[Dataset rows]
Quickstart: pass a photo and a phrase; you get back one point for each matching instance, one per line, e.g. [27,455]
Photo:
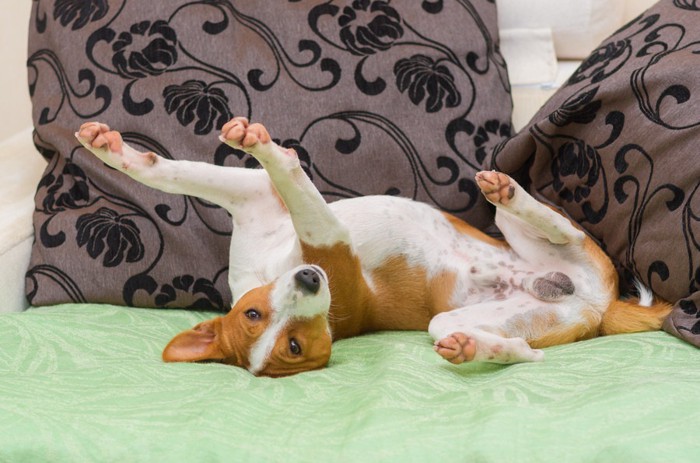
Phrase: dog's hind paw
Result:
[239,133]
[456,348]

## Challenge
Repeat every one of the items above word for word, leaving out the pictures.

## Expected answer
Quickstart: pass a photo and a phrase; you get back one point for each matching instance, one per line, e.g. [27,455]
Photo:
Phrase: dog's hind paw
Result:
[239,133]
[456,348]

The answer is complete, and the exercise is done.